**RECORDS FOR THIS TASK:**
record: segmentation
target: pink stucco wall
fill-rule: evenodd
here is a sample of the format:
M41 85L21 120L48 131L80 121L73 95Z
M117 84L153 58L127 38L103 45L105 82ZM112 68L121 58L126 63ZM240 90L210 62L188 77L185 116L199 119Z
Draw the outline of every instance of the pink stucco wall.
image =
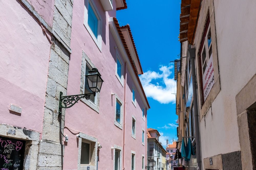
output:
M19 1L0 4L0 123L41 132L50 44Z
M71 45L72 53L69 62L67 95L80 93L83 51L99 70L104 82L100 92L99 113L81 101L76 104L75 106L66 109L66 127L64 133L69 137L69 140L65 149L63 169L77 168L78 150L76 135L79 132L98 138L98 142L102 146L99 153L99 169L112 169L113 153L111 148L114 145L123 148L123 130L114 124L115 98L114 96L111 95L112 93L116 94L124 104L124 88L115 75L116 52L115 46L117 46L109 30L108 24L109 17L115 16L115 1L113 1L114 10L105 13L100 1L94 1L103 20L102 50L101 52L83 25L84 1L74 1ZM139 169L142 167L143 154L146 159L146 144L144 146L142 143L143 128L145 130L146 129L146 120L142 119L142 99L139 95L136 96L136 108L132 102L131 89L133 83L130 73L127 72L125 166L126 169L131 168L131 152L133 150L136 152L136 169ZM140 89L136 90L137 91ZM131 136L132 114L136 119L136 140ZM145 140L146 134L145 132ZM144 160L144 162L146 162L146 160Z
M30 0L28 1L28 2L33 6L48 25L52 27L54 0Z

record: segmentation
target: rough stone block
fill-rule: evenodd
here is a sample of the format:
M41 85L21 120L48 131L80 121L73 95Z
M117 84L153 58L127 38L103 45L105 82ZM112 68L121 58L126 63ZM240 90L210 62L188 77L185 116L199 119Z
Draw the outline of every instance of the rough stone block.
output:
M60 142L60 128L47 123L43 128L42 139L56 142Z
M57 110L59 108L59 100L55 97L47 95L45 98L45 106L52 110Z
M222 155L223 169L242 170L241 152L237 151Z
M48 76L64 87L67 88L68 84L68 77L51 63L49 64Z
M46 93L48 95L55 97L57 90L57 83L51 78L48 77L47 87Z
M64 5L65 4L63 3L61 1L61 0L56 0L55 6L68 24L71 26L72 24L72 10L71 10L70 15L69 12L68 10L70 10L70 8L66 9Z
M61 167L61 156L39 153L38 155L39 167Z
M42 140L40 144L39 153L61 155L61 145L60 144ZM64 147L62 147L64 153Z

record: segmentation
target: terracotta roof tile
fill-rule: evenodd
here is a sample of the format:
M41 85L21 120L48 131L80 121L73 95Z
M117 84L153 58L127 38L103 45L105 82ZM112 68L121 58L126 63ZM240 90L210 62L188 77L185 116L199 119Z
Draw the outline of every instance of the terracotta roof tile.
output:
M126 2L125 2L125 0L123 0L123 2L124 2L124 6L122 7L120 7L120 8L116 8L116 10L120 10L120 9L126 9L127 8L127 4L126 3Z
M177 142L173 142L173 143L170 145L168 145L166 148L176 148L177 144Z
M135 65L134 64L133 60L132 59L132 58L131 55L131 53L130 53L130 51L129 51L128 47L127 47L127 44L126 44L125 40L124 39L124 37L123 35L123 33L122 33L122 31L121 30L121 27L119 25L119 23L118 23L118 21L116 18L114 17L113 17L113 19L114 21L115 22L115 24L116 26L116 28L117 29L118 31L118 33L119 33L119 35L120 36L120 38L121 38L121 39L123 42L123 44L124 48L126 51L126 53L127 53L127 55L128 56L128 57L130 61L130 62L132 65L133 68L133 70L135 73L136 77L137 78L137 80L138 81L139 84L140 85L140 86L141 88L141 90L142 91L143 94L144 95L145 99L147 102L147 104L148 106L148 108L150 108L150 106L149 105L149 103L148 103L148 101L147 99L147 96L145 94L145 92L144 91L144 89L143 89L143 87L142 87L142 84L141 84L141 81L140 80L140 78L139 77L139 76L138 74L138 72L137 71L137 70L136 69L136 67L135 66Z
M140 66L140 68L141 70L141 74L143 74L143 70L142 70L142 67L141 66L141 61L140 61L140 58L139 58L138 55L138 52L137 52L137 49L136 48L136 46L135 46L135 43L134 42L134 40L133 40L133 38L132 37L132 31L131 30L131 28L130 28L130 26L129 24L127 24L126 25L124 26L122 26L121 27L121 29L123 28L127 28L128 29L129 31L129 34L130 34L130 37L131 37L131 39L132 40L132 45L133 46L133 48L134 49L134 51L135 52L135 54L136 54L136 56L137 58L137 60L138 60L138 62L139 63L139 65Z

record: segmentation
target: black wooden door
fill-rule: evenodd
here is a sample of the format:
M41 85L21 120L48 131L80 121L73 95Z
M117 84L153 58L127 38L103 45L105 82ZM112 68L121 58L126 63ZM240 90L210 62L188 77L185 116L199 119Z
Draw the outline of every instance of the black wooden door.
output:
M26 142L0 136L0 170L22 170Z

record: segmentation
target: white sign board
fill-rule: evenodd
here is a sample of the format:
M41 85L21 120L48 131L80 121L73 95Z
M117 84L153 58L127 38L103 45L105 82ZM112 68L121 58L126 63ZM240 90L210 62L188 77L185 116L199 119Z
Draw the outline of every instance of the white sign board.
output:
M212 54L211 55L211 57L209 59L202 78L204 98L205 101L213 86L213 85L214 84L214 74Z

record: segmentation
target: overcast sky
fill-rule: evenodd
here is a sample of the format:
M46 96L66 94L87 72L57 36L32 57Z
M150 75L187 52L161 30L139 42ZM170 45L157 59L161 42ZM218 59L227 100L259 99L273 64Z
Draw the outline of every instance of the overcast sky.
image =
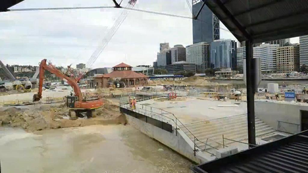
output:
M119 1L119 0L117 1ZM191 16L184 0L138 0L135 8ZM189 0L189 2L191 1ZM124 0L126 6L128 0ZM25 0L11 8L112 6L112 0ZM0 13L0 60L5 64L57 65L86 63L123 9L75 10ZM92 68L121 62L152 65L159 43L192 42L191 19L131 11ZM221 27L225 28L221 23ZM236 39L221 30L221 38ZM298 42L298 37L291 42Z

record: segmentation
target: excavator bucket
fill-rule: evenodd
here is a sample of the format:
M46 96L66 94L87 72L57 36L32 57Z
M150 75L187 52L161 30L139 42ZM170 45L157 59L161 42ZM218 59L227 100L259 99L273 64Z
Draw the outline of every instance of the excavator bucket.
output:
M40 98L38 96L38 94L35 94L33 95L33 98L32 100L32 101L33 102L38 101L39 101L39 100Z

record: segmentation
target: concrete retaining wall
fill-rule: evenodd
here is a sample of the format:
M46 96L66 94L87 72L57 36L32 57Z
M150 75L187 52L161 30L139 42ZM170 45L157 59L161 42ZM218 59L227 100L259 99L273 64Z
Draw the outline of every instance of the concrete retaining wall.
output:
M300 124L300 110L308 111L308 106L280 102L255 101L256 116L276 129L278 129L278 121ZM288 133L299 132L301 129L300 125L298 128L295 124L280 123L281 126L283 126L281 128Z
M125 114L128 124L151 138L155 139L190 160L198 163L208 160L194 155L193 143L185 139L184 132L176 131L170 132Z

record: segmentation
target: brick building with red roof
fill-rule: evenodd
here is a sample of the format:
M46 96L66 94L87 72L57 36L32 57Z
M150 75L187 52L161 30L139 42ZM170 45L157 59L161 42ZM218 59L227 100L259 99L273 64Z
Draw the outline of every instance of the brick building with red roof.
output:
M115 80L120 81L128 87L144 86L148 84L148 77L132 70L132 67L122 63L113 67L110 73L95 77L97 87L107 88L109 84Z

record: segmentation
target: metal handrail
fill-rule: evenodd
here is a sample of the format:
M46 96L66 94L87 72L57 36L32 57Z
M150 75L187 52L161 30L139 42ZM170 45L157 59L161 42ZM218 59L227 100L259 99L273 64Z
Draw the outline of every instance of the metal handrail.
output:
M228 147L227 145L225 145L225 144L225 144L225 142L224 142L225 140L231 140L231 141L233 141L233 142L238 142L239 143L241 143L242 144L247 144L247 145L252 145L252 146L258 146L258 145L256 144L249 144L249 143L246 143L245 142L241 142L241 141L237 141L237 140L232 140L232 139L228 139L228 138L225 138L225 137L224 137L224 135L222 135L222 141L223 141L223 143L224 143L224 148L225 148L225 146L226 147Z
M284 123L286 123L287 124L294 124L294 125L296 125L297 126L297 127L296 127L296 128L297 129L297 132L298 132L299 131L300 131L300 125L301 125L300 124L296 124L296 123L289 123L289 122L286 122L286 121L280 121L279 120L277 120L277 121L278 122L278 124L277 124L277 130L278 131L279 131L279 132L285 132L286 133L291 133L291 134L293 134L293 133L290 133L290 132L288 132L288 131L287 130L287 129L286 129L286 128L285 128L284 127L283 127L283 126L282 126L281 125L281 124L280 123L281 122ZM282 128L283 128L283 129L284 129L285 131L284 132L284 131L281 131L280 130L279 130L279 128L280 127L282 127Z
M289 123L289 122L286 122L286 121L280 121L279 120L277 120L277 121L278 122L282 122L283 123L288 123L288 124L295 124L296 125L297 125L298 126L301 125L301 124L297 124L296 123Z

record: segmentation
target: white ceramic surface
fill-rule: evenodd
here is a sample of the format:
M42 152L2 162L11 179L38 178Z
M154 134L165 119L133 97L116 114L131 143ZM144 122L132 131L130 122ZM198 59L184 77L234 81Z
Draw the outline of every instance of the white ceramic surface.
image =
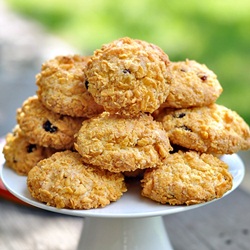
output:
M1 154L0 163L3 162L3 155ZM237 154L225 155L222 160L229 164L230 172L234 177L233 188L225 195L232 192L239 186L244 177L244 164ZM169 206L161 205L140 195L139 183L133 183L128 186L126 192L120 200L111 203L105 208L91 209L91 210L71 210L71 209L57 209L47 206L41 202L33 199L26 187L25 176L17 175L12 169L1 163L1 178L7 189L19 199L27 202L33 206L46 209L49 211L63 213L80 217L102 217L102 218L140 218L150 216L162 216L177 212L184 212L194 209L211 202L202 203L191 206ZM215 200L214 200L215 201Z

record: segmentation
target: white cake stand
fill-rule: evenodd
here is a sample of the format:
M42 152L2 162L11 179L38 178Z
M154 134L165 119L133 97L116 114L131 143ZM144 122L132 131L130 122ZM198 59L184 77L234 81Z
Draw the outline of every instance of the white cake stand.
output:
M236 189L244 177L244 164L238 155L225 155ZM78 250L171 250L163 215L185 212L211 202L191 206L161 205L140 196L138 183L132 183L122 198L105 208L91 210L57 209L34 200L26 187L26 177L17 175L0 159L1 178L6 188L33 206L67 215L85 217Z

**PROBLEM REQUIREMENTS:** Pick out every line in the items above that contains the string "roof", and copy each one. Case counts.

**SOLUTION:**
target: terracotta roof tile
Draw the outline of every instance of the terracotta roof tile.
target: brick building with red roof
Draw the outline of every instance of the brick building with red roof.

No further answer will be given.